Stated problem →
Reproduce the records below in full, switching every "instance" to "occurrence" and leaving all other text unchanged.

+++ Exercise inputs +++

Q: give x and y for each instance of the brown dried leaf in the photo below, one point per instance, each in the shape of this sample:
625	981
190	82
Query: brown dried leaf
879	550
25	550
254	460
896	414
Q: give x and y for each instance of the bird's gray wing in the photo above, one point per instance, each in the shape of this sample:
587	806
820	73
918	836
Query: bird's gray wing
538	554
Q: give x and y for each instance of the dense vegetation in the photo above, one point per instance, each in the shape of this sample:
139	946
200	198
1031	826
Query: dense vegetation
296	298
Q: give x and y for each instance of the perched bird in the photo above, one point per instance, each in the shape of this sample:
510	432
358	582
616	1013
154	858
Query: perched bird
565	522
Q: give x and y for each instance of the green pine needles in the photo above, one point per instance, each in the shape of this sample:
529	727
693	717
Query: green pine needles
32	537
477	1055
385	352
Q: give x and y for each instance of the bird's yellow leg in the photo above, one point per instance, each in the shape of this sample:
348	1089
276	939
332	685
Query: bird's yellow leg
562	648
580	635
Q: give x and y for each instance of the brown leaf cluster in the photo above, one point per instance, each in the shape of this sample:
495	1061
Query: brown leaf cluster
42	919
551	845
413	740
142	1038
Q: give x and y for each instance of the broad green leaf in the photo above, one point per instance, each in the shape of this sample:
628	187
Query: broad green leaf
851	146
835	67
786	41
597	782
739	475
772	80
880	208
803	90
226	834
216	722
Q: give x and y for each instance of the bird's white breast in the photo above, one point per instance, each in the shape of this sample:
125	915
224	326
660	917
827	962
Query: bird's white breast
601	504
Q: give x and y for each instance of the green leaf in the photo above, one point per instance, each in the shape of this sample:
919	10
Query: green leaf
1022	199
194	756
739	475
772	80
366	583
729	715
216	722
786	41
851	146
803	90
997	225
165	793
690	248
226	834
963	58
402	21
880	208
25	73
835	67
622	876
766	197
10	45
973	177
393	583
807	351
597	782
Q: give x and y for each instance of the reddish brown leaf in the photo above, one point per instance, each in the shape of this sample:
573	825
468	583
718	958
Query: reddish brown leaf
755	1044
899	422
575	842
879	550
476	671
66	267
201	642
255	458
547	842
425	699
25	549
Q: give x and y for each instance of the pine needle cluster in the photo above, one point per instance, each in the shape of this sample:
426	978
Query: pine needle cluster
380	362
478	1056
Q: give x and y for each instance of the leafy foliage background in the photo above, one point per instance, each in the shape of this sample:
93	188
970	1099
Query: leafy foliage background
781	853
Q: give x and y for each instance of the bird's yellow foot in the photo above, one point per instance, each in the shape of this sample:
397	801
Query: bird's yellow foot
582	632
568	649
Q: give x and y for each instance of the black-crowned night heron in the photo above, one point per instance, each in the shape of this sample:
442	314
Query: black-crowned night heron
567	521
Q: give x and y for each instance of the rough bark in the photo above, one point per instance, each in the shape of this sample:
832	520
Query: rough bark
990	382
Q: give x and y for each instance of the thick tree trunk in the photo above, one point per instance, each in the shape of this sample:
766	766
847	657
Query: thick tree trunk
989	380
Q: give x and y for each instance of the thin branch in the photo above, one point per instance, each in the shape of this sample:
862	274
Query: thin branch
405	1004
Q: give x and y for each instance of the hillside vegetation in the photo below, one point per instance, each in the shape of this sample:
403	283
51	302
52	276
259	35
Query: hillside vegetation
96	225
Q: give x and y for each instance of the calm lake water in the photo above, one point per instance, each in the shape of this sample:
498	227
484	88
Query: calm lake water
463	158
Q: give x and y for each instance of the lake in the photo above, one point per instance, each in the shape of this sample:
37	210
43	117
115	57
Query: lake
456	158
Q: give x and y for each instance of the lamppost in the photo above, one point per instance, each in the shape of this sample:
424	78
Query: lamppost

+++

Task response →
Q: give x and y for each occurrence of the brown dried leaf in the photo below, one point per occurrence, each in the shape of this sample:
625	981
190	82
Query: brown dried leaf
879	550
25	550
254	460
896	414
Q: give x and y for each occurrence of the bird's gray wing in the photo above, one point per occurrence, each in the shape of this sample:
587	806
820	73
918	836
Query: bird's gray wing
538	554
Q: give x and y for each occurrence of the dense vegetation in the photo above, one point per occurrence, each in the shape of this sample:
139	946
200	198
1031	826
Query: dense vegetation
296	298
Q: give x and y for each occurrence of the perched bird in the photo above, one point per occurrence, each in the shape of this sample:
510	432
358	582
616	1013
154	858
Query: perched bird
565	522
Q: give x and y for each occurrence of the green pine needles in the photo above, one point per occurrence, each in the shape of this sample:
529	727
693	717
Query: green pine needles
32	537
477	1055
385	352
Q: give x and y for each occurrence of the bird's yellow leg in the photo above, one point per occurrence, each in the shape of this sample:
348	1089
276	939
332	685
Query: bird's yellow leg
562	648
580	635
Q: give x and y for each occurrence of the brown leaf cluster in the photo above, one point per occurrence, each in the shape of this sample:
495	1061
Query: brown leaf cluster
42	919
551	845
413	740
142	1038
Q: give x and y for each occurrence of the broad green leaf in the photo above, one point per occurrence, each in the shape of this sample:
628	187
Query: broad green leaf
851	146
835	67
786	41
597	782
739	475
772	80
880	208
803	90
226	834
216	722
Q: give x and y for each occurrence of the bird's white breast in the photo above, one point per occurrence, each in the shape of this sample:
125	915
224	326
660	917
827	962
Query: bird's white breast
601	504
Q: give x and y for each occurrence of the green leaf in the photo above, one point per occurrence, each in the shape of this sample:
919	10
Query: green leaf
1022	199
194	756
739	475
772	80
366	583
729	715
216	722
786	41
851	146
803	90
997	225
165	793
690	248
226	834
963	58
402	21
880	208
25	73
835	67
622	876
766	197
10	45
973	177
393	583
807	351
597	782
Q: give x and y for each occurrence of the reddish brown leaf in the photo above, one point per occurrence, each in the shape of this sample:
573	825
468	583
718	958
Query: reddish brown leaf
755	1044
899	422
575	842
879	550
476	671
66	267
201	642
255	458
547	842
425	699
25	549
Q: give x and y for each occurrence of the pine needle cluster in the photo above, one point per occurrence, each in the shape of this sample:
426	978
Query: pine needle cluster
380	362
478	1056
Q: give x and y for each occurrence of the leafy foliage background in the photo above, one point per occurrence, each in the shape of this sample:
93	188
970	1099
Query: leafy foliage background
781	853
Q: give x and y for each occurrence of the bird's yellow foot in the photo above, one point per occurrence, each in the shape of this sample:
397	801
Query: bird's yellow foot
582	632
568	649
Q: give x and y for each occurrence of the black-crowned night heron in the photo above, one point per occurrence, each in the shape of this sample:
442	314
Query: black-crowned night heron
567	521
Q: give x and y for each occurrence of the rough bark in the photo above, one point per occurrence, each in the shape of this sample:
832	520
Query: rough bark
990	382
Q: give x and y for each occurrence of the thick tree trunk in the photo above, one point per occurrence, each in the shape of this sample:
766	766
847	657
Query: thick tree trunk
989	380
Q: give x and y for each occurrence of the thin branch in the photo above, one point per occurrence, each in the shape of this sample:
862	274
Query: thin branch
405	1004
Q: give x and y for each occurrence of the hillside vegetation in the photo below, one point per occurrence, each in the shape of this sample:
403	283
51	302
52	276
259	35
Query: hillside vegetation
96	225
Q: give x and y for each occurrence of the calm lake water in the photo above, one point per occurrence, each in the shape of this sample:
498	227
484	88
Query: calm lake water
463	158
Q: give x and y for each occurrence of the lake in the photo above, one point per occurrence, each in the shape of this sample:
37	210
43	117
115	57
Query: lake
456	158
Q: give x and y for each occurrence of the lamppost in the photo above, one point per occurrence, each in the shape of this sample:
424	78
Query: lamppost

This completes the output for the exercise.